INSTRUCTIONS TO FOLLOW: The response should consist of the records, reproduced exactly.

Stored data entries:
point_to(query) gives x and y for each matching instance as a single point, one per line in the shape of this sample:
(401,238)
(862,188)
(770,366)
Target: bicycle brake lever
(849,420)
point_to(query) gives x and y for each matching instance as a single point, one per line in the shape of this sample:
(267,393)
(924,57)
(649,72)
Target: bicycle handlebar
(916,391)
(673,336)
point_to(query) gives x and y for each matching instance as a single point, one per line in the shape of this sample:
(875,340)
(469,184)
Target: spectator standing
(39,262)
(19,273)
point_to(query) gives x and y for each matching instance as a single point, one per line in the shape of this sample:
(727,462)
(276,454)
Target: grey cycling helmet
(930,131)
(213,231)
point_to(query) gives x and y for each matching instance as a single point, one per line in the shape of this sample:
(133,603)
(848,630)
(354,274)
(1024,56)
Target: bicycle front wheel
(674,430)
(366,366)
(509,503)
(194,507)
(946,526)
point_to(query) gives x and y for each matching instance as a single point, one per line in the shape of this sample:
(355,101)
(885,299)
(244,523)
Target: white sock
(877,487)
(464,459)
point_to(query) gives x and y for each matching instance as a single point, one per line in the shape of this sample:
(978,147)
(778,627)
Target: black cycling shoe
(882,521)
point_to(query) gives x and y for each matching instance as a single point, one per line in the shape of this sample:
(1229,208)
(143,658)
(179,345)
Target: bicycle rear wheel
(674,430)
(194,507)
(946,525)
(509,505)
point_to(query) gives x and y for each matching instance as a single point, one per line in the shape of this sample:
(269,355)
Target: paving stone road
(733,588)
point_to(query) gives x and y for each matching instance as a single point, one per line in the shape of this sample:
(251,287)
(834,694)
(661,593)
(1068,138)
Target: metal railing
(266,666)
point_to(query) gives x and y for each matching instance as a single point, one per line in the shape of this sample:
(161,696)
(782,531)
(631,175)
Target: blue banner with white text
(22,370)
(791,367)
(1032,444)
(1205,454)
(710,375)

WRITTEN SOLUTION:
point_to(query) gives x and y for each matching instance as a single point, one per line in the shape of this sample:
(401,238)
(862,188)
(770,366)
Target: bicycle brake lever
(849,420)
point_to(query) gives x and y for each matching instance as a single point, one per line in the shape of this sample:
(267,393)
(924,57)
(649,72)
Target: bicycle handlebar
(916,391)
(673,336)
point_to(query) gives x and y for each matching instance as a single point, one per line in the shape of this sample:
(875,340)
(469,184)
Target: spectator standing
(39,262)
(19,273)
point_to(query) gives x and y for each matching instance as a single point, one per line in the shape of this sample:
(727,462)
(276,454)
Target: grey cycling helmet
(930,131)
(213,231)
point_to(query) gives x and y for each matching instance as a single point, one per line in the shape of this sample:
(133,603)
(848,630)
(354,274)
(1024,56)
Target: bicycle front wheel
(674,430)
(366,366)
(509,503)
(194,507)
(946,526)
point_to(query) gives x and y for each matching instance as a single point, one per line in the shape of this sample:
(355,101)
(885,299)
(244,523)
Target: white sock
(877,487)
(464,459)
point_to(query) gives x and y for each matching instance as a single point, one per line in the shape of this sample:
(978,147)
(778,627)
Target: black cycling shoe
(882,521)
point_to(query) gives x and y for each matching instance as a single point, one per line in the shape of this sample:
(1229,208)
(143,658)
(179,345)
Target: bicycle rear wheel
(674,430)
(194,507)
(946,525)
(509,505)
point_to(query) gives x and y for each matching instance as a single point, one per line in the shape of this sample:
(269,355)
Target: paving stone road
(733,588)
point_to(query) gives x and y for each matching instance as a single point, one per line in the shape of this sample:
(251,287)
(834,694)
(661,593)
(1068,138)
Target: metal railing
(266,666)
point_to(query) gives x and y for each matching instance as a single point, one per line in the shape of this sample:
(161,696)
(782,531)
(631,175)
Target: blue banner with white text
(22,370)
(791,367)
(1032,444)
(1205,454)
(710,375)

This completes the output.